Source records
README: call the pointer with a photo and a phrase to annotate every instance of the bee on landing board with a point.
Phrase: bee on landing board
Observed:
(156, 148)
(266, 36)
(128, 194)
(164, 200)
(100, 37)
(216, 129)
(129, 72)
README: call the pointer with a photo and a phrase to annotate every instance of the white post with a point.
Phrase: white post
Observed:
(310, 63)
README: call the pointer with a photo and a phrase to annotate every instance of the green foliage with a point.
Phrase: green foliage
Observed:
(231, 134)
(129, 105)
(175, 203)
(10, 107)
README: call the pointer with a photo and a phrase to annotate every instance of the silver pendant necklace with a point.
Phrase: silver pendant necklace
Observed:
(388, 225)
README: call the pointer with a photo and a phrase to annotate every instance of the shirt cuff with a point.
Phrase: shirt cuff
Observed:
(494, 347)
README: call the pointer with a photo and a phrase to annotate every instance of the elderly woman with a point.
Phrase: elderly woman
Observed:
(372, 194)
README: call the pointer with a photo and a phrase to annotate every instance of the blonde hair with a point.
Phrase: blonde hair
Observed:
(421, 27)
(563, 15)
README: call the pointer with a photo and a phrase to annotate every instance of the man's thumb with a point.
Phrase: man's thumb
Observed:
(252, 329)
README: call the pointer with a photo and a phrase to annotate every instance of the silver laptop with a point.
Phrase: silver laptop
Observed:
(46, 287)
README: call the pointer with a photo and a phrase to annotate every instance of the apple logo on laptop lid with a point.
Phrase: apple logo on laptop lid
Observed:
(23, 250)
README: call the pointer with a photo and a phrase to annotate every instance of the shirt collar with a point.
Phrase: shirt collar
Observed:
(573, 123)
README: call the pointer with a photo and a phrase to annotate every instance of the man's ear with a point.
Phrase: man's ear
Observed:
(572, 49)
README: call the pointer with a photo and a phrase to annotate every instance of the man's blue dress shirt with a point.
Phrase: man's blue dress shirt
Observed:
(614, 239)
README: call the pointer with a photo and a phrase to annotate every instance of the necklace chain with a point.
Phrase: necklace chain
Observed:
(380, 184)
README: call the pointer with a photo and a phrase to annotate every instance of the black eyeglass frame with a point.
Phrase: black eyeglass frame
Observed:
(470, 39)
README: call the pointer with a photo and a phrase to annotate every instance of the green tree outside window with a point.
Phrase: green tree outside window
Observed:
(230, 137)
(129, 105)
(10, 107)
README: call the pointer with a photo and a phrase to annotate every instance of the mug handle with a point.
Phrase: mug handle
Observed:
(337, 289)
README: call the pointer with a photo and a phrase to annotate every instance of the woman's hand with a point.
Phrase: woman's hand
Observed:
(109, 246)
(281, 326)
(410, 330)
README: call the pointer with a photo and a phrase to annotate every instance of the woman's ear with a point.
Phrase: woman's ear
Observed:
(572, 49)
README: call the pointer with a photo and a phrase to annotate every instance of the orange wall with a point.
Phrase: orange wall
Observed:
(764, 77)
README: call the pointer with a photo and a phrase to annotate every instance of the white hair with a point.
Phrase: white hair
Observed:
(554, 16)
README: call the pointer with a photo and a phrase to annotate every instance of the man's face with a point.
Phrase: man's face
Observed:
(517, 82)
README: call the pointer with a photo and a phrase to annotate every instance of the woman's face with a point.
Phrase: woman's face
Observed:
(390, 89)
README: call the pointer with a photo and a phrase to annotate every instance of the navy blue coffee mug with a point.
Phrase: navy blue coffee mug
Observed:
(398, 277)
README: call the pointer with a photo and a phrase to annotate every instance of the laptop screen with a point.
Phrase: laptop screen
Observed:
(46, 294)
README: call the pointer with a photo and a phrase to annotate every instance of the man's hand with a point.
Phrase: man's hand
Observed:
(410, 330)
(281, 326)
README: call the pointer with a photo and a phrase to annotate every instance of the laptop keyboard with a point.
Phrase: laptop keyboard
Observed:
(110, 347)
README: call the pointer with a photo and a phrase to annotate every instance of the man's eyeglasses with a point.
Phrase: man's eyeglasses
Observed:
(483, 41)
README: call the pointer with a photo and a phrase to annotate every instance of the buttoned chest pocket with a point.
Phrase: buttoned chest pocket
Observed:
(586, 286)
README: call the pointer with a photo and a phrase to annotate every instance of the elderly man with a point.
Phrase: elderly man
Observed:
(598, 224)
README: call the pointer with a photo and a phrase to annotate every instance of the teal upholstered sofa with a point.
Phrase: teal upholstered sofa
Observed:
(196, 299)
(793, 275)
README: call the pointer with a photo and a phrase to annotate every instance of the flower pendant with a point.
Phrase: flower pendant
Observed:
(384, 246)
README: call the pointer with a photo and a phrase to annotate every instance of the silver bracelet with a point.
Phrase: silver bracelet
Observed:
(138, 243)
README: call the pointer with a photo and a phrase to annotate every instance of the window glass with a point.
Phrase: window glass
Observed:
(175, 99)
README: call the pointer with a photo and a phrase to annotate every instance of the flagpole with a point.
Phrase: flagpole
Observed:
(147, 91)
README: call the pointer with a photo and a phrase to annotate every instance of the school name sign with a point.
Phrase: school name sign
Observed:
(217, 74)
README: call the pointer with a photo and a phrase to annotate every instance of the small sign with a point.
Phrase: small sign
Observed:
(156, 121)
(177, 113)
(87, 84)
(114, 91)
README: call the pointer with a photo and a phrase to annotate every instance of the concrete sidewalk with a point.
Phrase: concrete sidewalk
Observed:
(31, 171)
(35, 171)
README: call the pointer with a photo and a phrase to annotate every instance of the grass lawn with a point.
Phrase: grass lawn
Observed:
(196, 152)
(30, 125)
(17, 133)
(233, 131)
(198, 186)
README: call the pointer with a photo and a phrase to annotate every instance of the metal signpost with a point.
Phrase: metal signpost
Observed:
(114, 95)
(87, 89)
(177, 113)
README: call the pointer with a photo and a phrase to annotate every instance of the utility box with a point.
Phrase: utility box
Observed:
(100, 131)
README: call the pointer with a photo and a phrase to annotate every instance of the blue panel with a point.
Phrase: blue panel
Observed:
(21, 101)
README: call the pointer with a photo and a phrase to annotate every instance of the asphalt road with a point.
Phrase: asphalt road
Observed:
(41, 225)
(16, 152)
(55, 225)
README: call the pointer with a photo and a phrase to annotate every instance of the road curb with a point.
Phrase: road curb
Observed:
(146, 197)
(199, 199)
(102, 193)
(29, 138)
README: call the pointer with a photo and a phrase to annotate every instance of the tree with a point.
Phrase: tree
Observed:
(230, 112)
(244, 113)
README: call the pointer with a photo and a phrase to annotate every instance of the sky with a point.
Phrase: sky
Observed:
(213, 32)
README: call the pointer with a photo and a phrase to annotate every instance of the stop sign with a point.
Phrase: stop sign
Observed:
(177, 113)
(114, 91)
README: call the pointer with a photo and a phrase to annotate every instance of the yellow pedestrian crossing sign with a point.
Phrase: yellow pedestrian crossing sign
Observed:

* **WORK TASK**
Set out the entries once more, word for word.

* **EXERCISE RESPONSE**
README: call the pointer with a photo and a phrase to annotate every instance of the bee on landing board with a point.
Phrase: bee on landing board
Observed:
(156, 148)
(266, 36)
(128, 194)
(164, 200)
(100, 37)
(216, 129)
(129, 72)
README: call the pointer with a photo and a phrase to annotate every instance of the white post with a point.
Phrase: white post
Observed:
(310, 63)
README: call the pointer with a photo and a phrase to annotate every instance of the green foliage with a point.
Phrase: green foliage
Observed:
(231, 134)
(129, 105)
(175, 203)
(10, 107)
README: call the pointer with a photo and a phrase to annotate every instance of the silver pendant necklace with a point.
Phrase: silver pendant necklace
Observed:
(388, 225)
README: call the pointer with a photo and a phrase to annotate every instance of the shirt cuff with a point.
Phrase: shirt cuff
Observed:
(494, 347)
README: call the pointer with a photo and a phrase to annotate every instance of the elderly woman with a point.
Phrase: elderly woman
Observed:
(372, 194)
README: call the pointer with a photo and a phrase to annotate every instance of the blonde hair with a point.
Phrase: blonde hair
Observed:
(421, 27)
(563, 15)
README: call the pointer with a photo and a phrase to annotate every instance of the man's thumb with a point.
Phrase: man's thumb
Observed:
(252, 329)
README: call the pointer with a photo and a phrase to annotate every instance of the silver laptop with a point.
Phrase: silver laptop
Observed:
(46, 287)
README: call the pointer with a photo and a phrase to annotate every instance of the apple logo on laptop lid with a point.
Phrase: apple logo on laptop lid
Observed:
(23, 250)
README: call the pointer with a photo and a phrase to annotate every instance of the shirt collar with a point.
Phrase: shirt collar
Observed:
(573, 123)
README: call the pointer with a photo and a phrase to annotate every instance of the man's ear with a point.
Phrase: man's ear
Observed:
(572, 49)
README: call the pointer with a photo and a phrase to annotate every instance of the man's blue dress shirt with a point.
Phrase: man's blue dress shirt
Observed:
(614, 239)
README: call the pointer with a photo and a phrase to annotate every instance of the necklace chain with a point.
Phrase: necklace chain
Observed:
(380, 184)
README: call the pointer with a photo and a phrase to annotate every instance of the black eyeglass frame with a point.
Phrase: black eyeglass frame
Observed:
(470, 39)
README: call the pointer with a photo and a phrase to annotate every instance of the green tree outside window with a point.
Phrase: green tree outside window
Observed:
(230, 137)
(129, 105)
(10, 107)
README: call the pointer with a photo and a phrase to annotate every instance of the mug handle with a point.
Phrase: mug handle
Observed:
(337, 289)
README: call the pointer with a photo and a phrase to annotate every instance of the woman's hand with a point.
Phrase: woman's hand
Observed:
(109, 246)
(281, 326)
(410, 330)
README: call the pointer with a photo and a phrase to annotate every instance of the woman's ear with a point.
Phrase: woman's ear
Observed:
(572, 49)
README: call the pointer with a photo and a phrase to annotate every instance of the orange wall with a point.
Phrase: orange wall
Observed:
(764, 77)
README: call the pointer with a photo and a phrase to annotate every instance of the white hair with a point.
Phrase: white hair
Observed:
(554, 16)
README: call the pointer with a photo and a phrase to annotate every instance of the man's face with a point.
Phrase: man's face
Observed:
(517, 82)
README: call the pointer with a photo and a phrase to annotate every instance of the woman's face with a point.
Phrase: woman's face
Observed:
(390, 89)
README: call the pointer with a photo and a phrase to annotate every instance of the navy blue coffee mug with a point.
Phrase: navy blue coffee mug
Observed:
(398, 277)
README: call the pointer with a photo and a phrase to annotate every instance of the laptop screen with a point.
Phrase: laptop screen
Observed:
(46, 294)
README: call the pointer with a photo and a phrase to annotate every instance of the man's hand with a point.
Phrase: man's hand
Observed:
(410, 330)
(281, 326)
README: call the pointer with a photo and a phrase to annotate every instance of the laptop keyboard with a point.
Phrase: laptop keyboard
Observed:
(110, 347)
README: call the pointer with a photo and a phrase to annotate every instance of the man's eyeglasses with a point.
Phrase: man's eyeglasses
Observed:
(483, 41)
README: call the pointer with a photo and a phrase to annotate every instance of the buttoned chest pocket with a point.
Phrase: buttoned chest pocket
Observed:
(586, 286)
README: call the pointer with a photo and a phrase to annotate every instance of the elderly man with a point.
Phrase: elderly man
Observed:
(598, 224)
README: call the pointer with a photo and a phrase to annotate every instance of the teal upholstered sofa with a point.
Phrase: teal upholstered sofa
Observed:
(196, 299)
(793, 275)
README: call the pointer with a photo and a phrase to annotate every instance of the flower pendant with a point.
Phrase: flower pendant
Observed:
(384, 246)
README: call the pointer with a photo and a phrase to annotate every instance of the silver bracelet with a point.
Phrase: silver bracelet
Observed:
(138, 243)
README: call the pointer with a photo and a phrase to annotate every instance of the window glass with a point.
Phrase: window glass
Observed:
(175, 99)
README: call the pointer with a photo and a phrase to annotate every instance of the flagpole with a point.
Phrase: flagpole
Observed:
(147, 91)
README: call the pointer with a photo and a phrase to annotate every instance of the school name sign with a point.
Phrase: school name sign
Observed:
(217, 74)
README: call the pointer with a photo and a phrase to annotate every instance of the small sign with a point.
Phrase: small sign
Observed:
(156, 121)
(177, 113)
(87, 84)
(114, 91)
README: call the pointer with a photo and a phrase to annotate every instance of the concrete sidewalk with a point.
Phrase: concrete sidewalk
Observed:
(31, 171)
(35, 171)
README: call the pointer with a photo and a phrase to annotate every instance of the grass lawn with a point.
Phrase: grass lawn
Observed:
(196, 152)
(30, 125)
(17, 133)
(233, 131)
(198, 186)
README: call the pointer with a photo and a phrase to annotate every instance of the metal signpost with a point.
Phrase: metal signpost
Observed:
(114, 95)
(87, 89)
(177, 113)
README: call the pointer with a photo and a phrase to annotate every instance of the utility box with a point.
Phrase: utility box
Observed:
(100, 131)
README: call the pointer with a photo and a phrase to annotate every instance of the blue panel with a point.
Phrase: blue panel
Observed:
(21, 101)
README: call the pointer with a photo and a phrase to annotate every instance of the asphalt road with a point.
Phrase: asphalt road
Observed:
(41, 225)
(16, 152)
(55, 225)
README: call the pointer with a photo and a phrase to annotate every instance of the road curb with a point.
Phrase: road curb
Observed:
(146, 197)
(199, 199)
(102, 193)
(29, 138)
README: call the pointer with a photo and a phrase to annotate every instance of the tree with a point.
Phrase: tree
Observed:
(230, 112)
(244, 113)
README: call the pointer with a photo and a phrase to annotate every instance of the sky with a point.
Phrase: sky
Observed:
(213, 32)
README: call the pointer with a photo and a phrase to annotate every instance of the stop sign with a point.
Phrase: stop sign
Observed:
(177, 113)
(114, 91)
README: call the pointer with a photo and a phrase to annotate every instance of the yellow pedestrian crossing sign with a point.
Phrase: yellow pedestrian crossing sign
Observed:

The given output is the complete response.